(Text provided):
----------------

Conclusion. rs7951 T allele of the C3 gene was significantly associated with SLE, and decreased serum level of C3 seems to be correlated with this allele.

KEY WORDS: Complement C3, Systemic lupus erythematosus, Genetic analysis, Case–control study, SSCP

	Introduction

Top Abstract Introduction Materials and methods Results Discussion Supplementary data Acknowledgements References

 
Systemic lupus erythematosus (SLE) is an inflammatory disorder affecting multiple organ systems and is considered to be a prototypic systemic autoimmune disease [1]. Genetic predisposition has been implicated in the pathogenesis of SLE. Numerous candidate gene loci have been reported by genome-wide linkage studies in multiplex SLE families and by case–control studies. In addition, multiple susceptibility loci have been identified in mouse models of lupus [2–4]. The relatively low risk conferred by the susceptibility alleles indicates that the effects of the respective loci are small and therefore that the SLE is a multifactorial disease. Of the candidate loci, the human leucocyte antigen (HLA) genes have been most extensively studied in SLE patients from different ethnic groups. The association of HLA genes with SLE is undisputed, although the SLE-related HLA alleles are different between various ethnic groups [5, 6].

----------------

[Dataset entries]
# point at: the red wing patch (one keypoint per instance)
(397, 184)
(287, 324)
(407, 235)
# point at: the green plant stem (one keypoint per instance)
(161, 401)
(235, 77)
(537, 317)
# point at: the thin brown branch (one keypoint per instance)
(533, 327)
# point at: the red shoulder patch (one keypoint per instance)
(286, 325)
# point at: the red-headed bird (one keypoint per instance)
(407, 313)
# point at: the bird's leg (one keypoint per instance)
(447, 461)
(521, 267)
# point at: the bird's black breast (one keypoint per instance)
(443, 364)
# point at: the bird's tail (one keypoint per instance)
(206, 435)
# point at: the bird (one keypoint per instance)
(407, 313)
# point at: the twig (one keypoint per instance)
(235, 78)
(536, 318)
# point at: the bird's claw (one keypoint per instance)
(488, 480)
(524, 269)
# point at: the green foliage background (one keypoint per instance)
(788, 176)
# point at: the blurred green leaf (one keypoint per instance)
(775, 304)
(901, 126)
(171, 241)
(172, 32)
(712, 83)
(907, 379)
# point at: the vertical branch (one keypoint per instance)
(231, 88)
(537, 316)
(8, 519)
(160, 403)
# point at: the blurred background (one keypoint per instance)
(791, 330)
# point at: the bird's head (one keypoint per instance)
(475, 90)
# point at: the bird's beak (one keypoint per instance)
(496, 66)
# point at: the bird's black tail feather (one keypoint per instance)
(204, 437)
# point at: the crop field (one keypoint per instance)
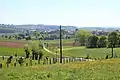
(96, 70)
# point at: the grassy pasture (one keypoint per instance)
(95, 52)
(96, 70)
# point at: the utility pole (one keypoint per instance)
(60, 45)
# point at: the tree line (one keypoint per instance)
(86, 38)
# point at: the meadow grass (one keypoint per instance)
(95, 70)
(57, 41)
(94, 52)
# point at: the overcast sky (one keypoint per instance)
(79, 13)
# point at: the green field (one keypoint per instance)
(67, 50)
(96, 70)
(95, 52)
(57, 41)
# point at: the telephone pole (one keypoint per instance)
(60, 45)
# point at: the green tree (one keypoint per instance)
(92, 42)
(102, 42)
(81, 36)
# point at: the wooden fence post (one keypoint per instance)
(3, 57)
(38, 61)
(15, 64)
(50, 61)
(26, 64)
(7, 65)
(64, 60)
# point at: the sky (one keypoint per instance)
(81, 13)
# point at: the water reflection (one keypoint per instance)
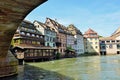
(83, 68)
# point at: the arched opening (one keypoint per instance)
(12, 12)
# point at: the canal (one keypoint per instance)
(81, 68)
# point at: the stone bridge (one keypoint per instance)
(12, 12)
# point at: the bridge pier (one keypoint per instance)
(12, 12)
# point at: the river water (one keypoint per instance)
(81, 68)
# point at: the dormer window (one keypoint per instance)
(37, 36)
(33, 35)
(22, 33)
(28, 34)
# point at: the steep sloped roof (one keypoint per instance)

----------------

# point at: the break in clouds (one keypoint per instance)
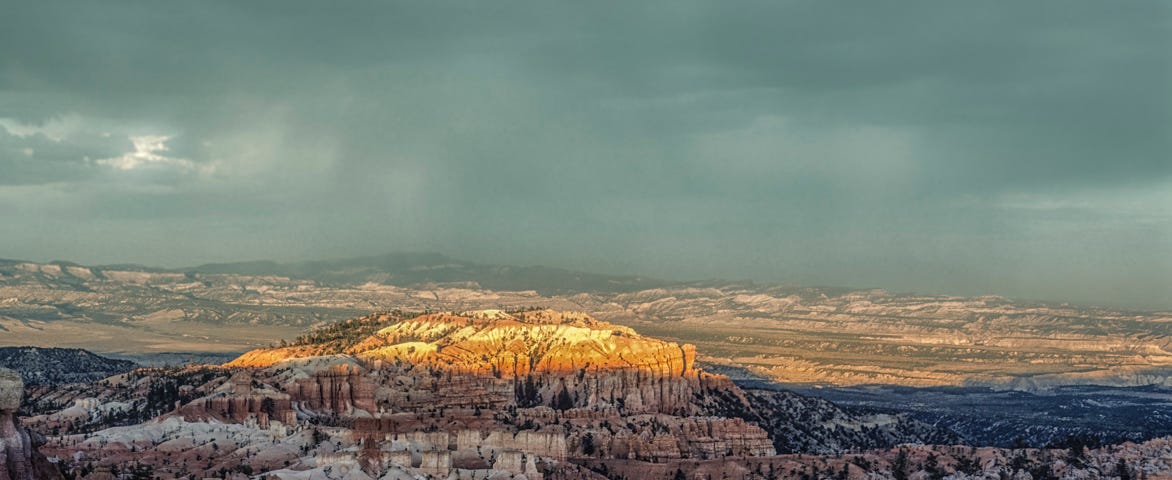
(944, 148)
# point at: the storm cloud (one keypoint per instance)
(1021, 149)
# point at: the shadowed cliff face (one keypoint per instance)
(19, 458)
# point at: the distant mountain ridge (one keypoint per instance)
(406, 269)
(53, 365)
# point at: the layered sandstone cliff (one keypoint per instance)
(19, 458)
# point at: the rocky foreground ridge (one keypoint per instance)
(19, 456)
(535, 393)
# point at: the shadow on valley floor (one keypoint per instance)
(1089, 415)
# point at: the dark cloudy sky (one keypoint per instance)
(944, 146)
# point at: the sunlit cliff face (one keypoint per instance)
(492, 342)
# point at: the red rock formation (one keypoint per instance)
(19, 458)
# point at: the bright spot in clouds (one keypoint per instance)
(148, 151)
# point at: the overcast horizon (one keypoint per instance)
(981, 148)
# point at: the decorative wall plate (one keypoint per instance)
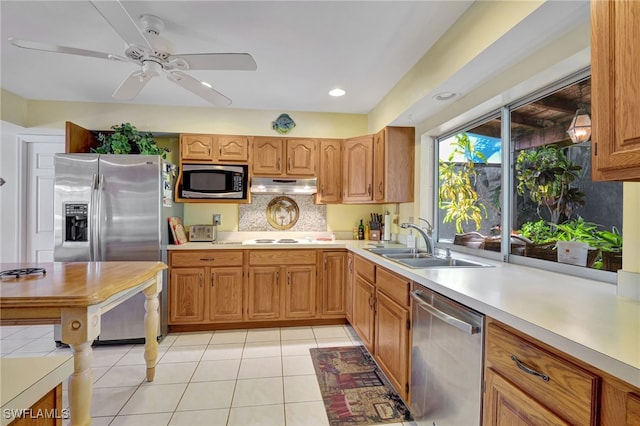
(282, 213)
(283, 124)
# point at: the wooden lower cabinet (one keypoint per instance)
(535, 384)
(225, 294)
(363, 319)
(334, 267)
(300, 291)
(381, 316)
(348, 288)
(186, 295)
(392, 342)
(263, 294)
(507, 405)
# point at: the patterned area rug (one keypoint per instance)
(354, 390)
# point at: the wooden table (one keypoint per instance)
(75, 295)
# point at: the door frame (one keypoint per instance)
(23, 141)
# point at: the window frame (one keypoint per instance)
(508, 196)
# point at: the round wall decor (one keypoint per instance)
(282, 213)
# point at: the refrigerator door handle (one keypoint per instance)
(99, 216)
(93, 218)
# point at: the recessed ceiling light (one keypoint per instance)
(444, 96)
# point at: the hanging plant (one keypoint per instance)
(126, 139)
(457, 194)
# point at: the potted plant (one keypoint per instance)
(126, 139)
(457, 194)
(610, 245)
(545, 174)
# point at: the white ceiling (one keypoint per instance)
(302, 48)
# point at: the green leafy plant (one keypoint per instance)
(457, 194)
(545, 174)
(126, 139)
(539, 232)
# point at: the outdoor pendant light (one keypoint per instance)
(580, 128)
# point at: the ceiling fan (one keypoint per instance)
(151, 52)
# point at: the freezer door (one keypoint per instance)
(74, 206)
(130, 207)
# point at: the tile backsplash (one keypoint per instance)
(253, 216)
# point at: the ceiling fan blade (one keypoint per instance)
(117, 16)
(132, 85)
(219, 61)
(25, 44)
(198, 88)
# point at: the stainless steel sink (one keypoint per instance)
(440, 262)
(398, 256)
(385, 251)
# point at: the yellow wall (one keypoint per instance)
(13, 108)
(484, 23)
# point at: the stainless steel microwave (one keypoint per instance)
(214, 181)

----------------

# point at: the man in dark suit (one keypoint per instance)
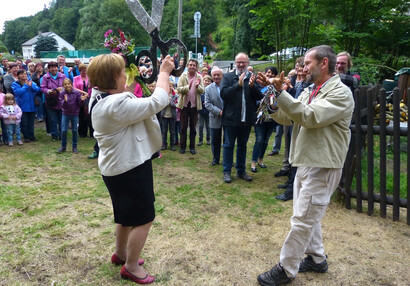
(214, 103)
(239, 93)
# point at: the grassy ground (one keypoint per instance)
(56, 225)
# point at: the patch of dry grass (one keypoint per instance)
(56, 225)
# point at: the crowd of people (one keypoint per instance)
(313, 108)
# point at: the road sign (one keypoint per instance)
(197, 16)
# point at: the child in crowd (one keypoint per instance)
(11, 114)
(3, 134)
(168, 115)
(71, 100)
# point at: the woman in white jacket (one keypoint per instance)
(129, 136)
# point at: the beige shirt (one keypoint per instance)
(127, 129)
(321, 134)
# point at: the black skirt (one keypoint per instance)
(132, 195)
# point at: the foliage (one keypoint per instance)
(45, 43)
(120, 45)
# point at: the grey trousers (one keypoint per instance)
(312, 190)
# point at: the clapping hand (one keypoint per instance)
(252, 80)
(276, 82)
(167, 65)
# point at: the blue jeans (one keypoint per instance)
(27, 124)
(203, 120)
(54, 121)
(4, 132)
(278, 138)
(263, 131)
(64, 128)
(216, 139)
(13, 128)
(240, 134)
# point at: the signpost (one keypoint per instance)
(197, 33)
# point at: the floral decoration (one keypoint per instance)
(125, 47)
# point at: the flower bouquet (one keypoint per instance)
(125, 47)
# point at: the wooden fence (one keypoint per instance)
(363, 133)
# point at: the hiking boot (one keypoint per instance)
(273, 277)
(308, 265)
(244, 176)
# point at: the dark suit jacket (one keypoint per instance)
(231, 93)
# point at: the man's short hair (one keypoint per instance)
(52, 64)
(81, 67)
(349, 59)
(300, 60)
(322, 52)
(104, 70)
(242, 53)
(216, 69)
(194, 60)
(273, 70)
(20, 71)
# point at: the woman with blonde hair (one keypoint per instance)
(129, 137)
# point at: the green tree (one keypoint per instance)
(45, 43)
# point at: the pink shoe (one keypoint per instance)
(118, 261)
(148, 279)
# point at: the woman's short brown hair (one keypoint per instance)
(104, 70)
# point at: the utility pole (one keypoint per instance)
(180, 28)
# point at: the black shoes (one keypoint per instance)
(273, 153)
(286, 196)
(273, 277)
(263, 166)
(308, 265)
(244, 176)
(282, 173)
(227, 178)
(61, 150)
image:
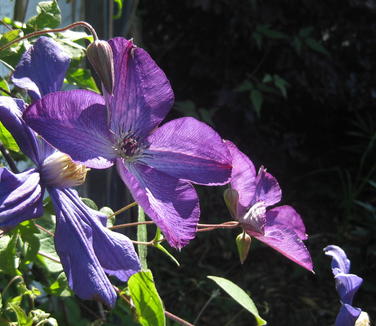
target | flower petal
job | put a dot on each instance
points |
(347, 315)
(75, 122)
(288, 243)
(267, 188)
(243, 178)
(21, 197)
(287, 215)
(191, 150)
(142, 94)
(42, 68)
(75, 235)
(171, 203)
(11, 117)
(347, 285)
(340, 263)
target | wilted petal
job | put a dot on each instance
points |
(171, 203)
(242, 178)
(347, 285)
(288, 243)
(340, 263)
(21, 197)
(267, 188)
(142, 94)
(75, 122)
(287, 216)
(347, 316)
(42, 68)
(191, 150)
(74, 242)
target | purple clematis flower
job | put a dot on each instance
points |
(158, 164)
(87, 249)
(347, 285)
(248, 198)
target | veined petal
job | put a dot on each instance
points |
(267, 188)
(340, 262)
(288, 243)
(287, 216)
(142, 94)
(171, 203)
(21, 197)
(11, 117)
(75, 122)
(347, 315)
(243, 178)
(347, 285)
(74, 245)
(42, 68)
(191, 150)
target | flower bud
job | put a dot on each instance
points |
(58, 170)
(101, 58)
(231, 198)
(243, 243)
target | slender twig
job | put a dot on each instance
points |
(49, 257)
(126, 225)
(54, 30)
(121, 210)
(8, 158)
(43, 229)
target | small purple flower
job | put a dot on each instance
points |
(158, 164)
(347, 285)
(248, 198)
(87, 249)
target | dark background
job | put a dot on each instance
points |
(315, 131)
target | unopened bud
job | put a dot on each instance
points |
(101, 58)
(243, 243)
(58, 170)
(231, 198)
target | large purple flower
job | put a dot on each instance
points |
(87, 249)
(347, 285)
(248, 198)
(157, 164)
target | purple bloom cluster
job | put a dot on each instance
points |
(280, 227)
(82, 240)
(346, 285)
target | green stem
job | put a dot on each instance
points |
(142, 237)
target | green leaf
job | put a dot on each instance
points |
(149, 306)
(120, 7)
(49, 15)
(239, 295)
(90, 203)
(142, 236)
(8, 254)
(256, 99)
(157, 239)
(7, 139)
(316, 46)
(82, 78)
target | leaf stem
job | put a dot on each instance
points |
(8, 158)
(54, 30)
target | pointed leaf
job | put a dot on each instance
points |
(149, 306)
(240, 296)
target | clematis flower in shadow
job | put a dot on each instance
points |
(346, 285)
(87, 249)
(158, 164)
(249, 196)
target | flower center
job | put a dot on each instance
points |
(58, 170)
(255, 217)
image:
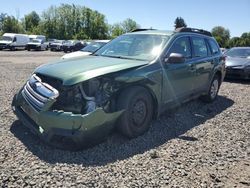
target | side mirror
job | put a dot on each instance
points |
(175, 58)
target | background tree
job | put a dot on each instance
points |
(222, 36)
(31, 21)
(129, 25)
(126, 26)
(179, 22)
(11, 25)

----------------

(Required action 1):
Please reproduce the part of the lupus passage starting with "Conclusion. rs7951 T" and going on through "with this allele.".
(Required action 2):
In the lupus passage, which genes have been studied most extensively in SLE patients from different ethnic groups?

(Task solution 1):
Conclusion. rs7951 T allele of the C3 gene was significantly associated with SLE, and decreased serum level of C3 seems to be correlated with this allele.

(Task solution 2):
The human leucocyte antigen (HLA) genes.